*** Opening PASSAGE TO READ ***
Winchfield: The church of St Mary the Virgin is of 1170 and is tough and solid, standing alone. Opposite is The School House, now a private dwelling, by renowned Victorian architect William Burges. Its double-height windows are impressive.
Please see the route here, but note that we'll be doing it anticlockwise.
Before lunch there's an 11km stretch. From Winchfield Station a footpath takes us parallel to the railway line before we reach another footpath which takes us parallel to the M3. Soon after these inauspicious beginnings we reach the pleasant wood pasture of Odiham Common where the density of trees will absorb the sound of the motorway. We'll soon be looking at KIng John's Hunting Lodge before we join the canal, cross it and head out to Broad Oak along a lane. A walk through Forest Park will take us to Dogmersfield Lake. Crossing the park we'll see the hotel and then the second lake: Tundry Pond. Footpaths will then take us across fields to the edge of Crookham village and then Dogmersfield for lunch at the pub.
After lunch there's an 8km stretch. Upon leaving the pub footpaths will take us across fields to the Barley Mow Bridge on the canal. Sprat's Hatch Lane will lead us to a point to cross the canal in order to reach Bagwell Lane. After a glimpse of Winchfield Church we'll continue along Bagwell Lane, designated the Three Castles Path, which will lead us back to Winchfield Station and if you can be tempted, the pub adjacent to it.
*** Closing PASSAGE TO READ ***
*** Opening DATASET RECORDS ***
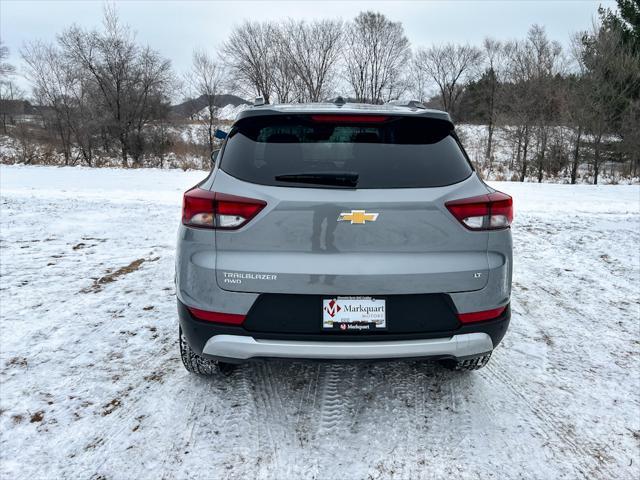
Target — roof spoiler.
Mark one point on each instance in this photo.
(408, 103)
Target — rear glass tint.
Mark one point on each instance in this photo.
(395, 152)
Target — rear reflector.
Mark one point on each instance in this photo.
(228, 318)
(205, 209)
(484, 212)
(481, 316)
(349, 118)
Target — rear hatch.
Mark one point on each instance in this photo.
(354, 206)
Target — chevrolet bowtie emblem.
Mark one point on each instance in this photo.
(358, 216)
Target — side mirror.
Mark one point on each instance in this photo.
(214, 157)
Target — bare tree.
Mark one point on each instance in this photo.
(249, 54)
(6, 68)
(130, 81)
(9, 92)
(612, 73)
(493, 54)
(53, 87)
(376, 55)
(206, 80)
(450, 67)
(312, 50)
(529, 99)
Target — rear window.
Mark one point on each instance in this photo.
(384, 152)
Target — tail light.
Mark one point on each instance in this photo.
(481, 316)
(218, 317)
(484, 212)
(205, 209)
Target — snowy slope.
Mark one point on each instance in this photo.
(92, 386)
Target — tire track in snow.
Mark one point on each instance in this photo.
(548, 422)
(337, 397)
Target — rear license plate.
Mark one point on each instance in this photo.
(354, 314)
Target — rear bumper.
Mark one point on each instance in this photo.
(239, 347)
(227, 342)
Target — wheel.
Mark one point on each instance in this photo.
(467, 364)
(194, 363)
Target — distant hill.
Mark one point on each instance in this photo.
(194, 105)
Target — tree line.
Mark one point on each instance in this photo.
(100, 92)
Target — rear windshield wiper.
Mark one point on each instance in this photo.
(342, 179)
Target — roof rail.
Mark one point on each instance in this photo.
(339, 100)
(408, 103)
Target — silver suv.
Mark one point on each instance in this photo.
(341, 231)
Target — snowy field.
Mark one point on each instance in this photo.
(92, 386)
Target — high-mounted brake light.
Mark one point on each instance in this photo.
(205, 209)
(349, 118)
(481, 316)
(218, 317)
(484, 212)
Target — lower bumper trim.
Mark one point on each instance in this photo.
(244, 347)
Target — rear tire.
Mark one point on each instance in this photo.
(467, 364)
(199, 365)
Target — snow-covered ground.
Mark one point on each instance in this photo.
(92, 386)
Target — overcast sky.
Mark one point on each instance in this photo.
(175, 27)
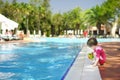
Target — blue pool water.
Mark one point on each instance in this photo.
(36, 61)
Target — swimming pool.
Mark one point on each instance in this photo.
(36, 61)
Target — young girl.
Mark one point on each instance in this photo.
(99, 53)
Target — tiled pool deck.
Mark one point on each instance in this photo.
(82, 69)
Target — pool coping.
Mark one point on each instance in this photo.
(81, 69)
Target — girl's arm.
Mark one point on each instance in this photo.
(96, 62)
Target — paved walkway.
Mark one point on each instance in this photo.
(111, 70)
(82, 69)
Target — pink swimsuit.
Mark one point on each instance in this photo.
(100, 54)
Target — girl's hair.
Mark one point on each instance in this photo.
(92, 42)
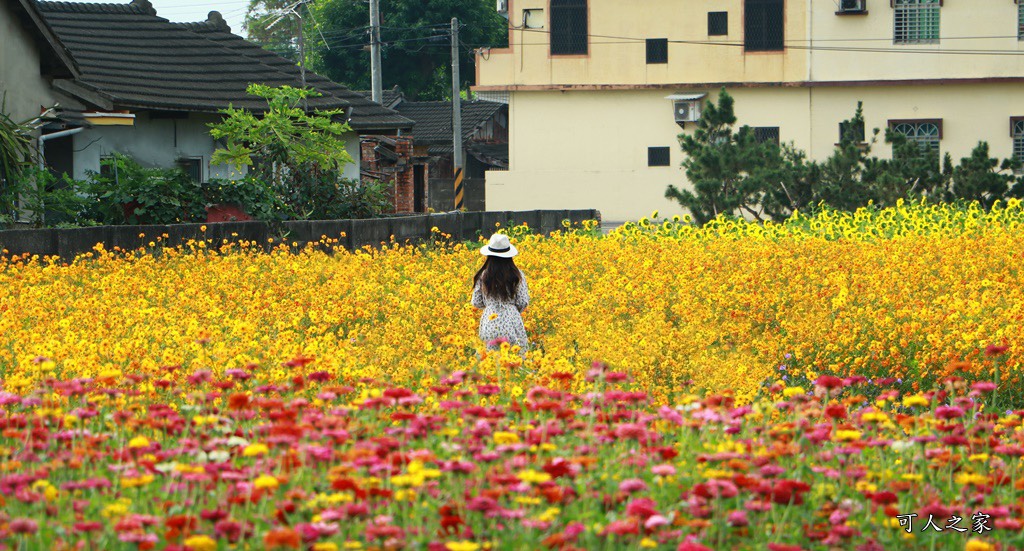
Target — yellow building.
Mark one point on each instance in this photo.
(595, 86)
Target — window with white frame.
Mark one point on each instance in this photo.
(915, 22)
(1018, 130)
(926, 133)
*** Closing DATASET RECORDS ***
### [YOUR OBJECTIVE]
Print the entire Winchfield walk description above again, word for word.

### [ANSWER SPACE]
Winchfield: The church of St Mary the Virgin is of 1170 and is tough and solid, standing alone. Opposite is The School House, now a private dwelling, by renowned Victorian architect William Burges. Its double-height windows are impressive.
Please see the route here, but note that we'll be doing it anticlockwise.
Before lunch there's an 11km stretch. From Winchfield Station a footpath takes us parallel to the railway line before we reach another footpath which takes us parallel to the M3. Soon after these inauspicious beginnings we reach the pleasant wood pasture of Odiham Common where the density of trees will absorb the sound of the motorway. We'll soon be looking at KIng John's Hunting Lodge before we join the canal, cross it and head out to Broad Oak along a lane. A walk through Forest Park will take us to Dogmersfield Lake. Crossing the park we'll see the hotel and then the second lake: Tundry Pond. Footpaths will then take us across fields to the edge of Crookham village and then Dogmersfield for lunch at the pub.
After lunch there's an 8km stretch. Upon leaving the pub footpaths will take us across fields to the Barley Mow Bridge on the canal. Sprat's Hatch Lane will lead us to a point to cross the canal in order to reach Bagwell Lane. After a glimpse of Winchfield Church we'll continue along Bagwell Lane, designated the Three Castles Path, which will lead us back to Winchfield Station and if you can be tempted, the pub adjacent to it.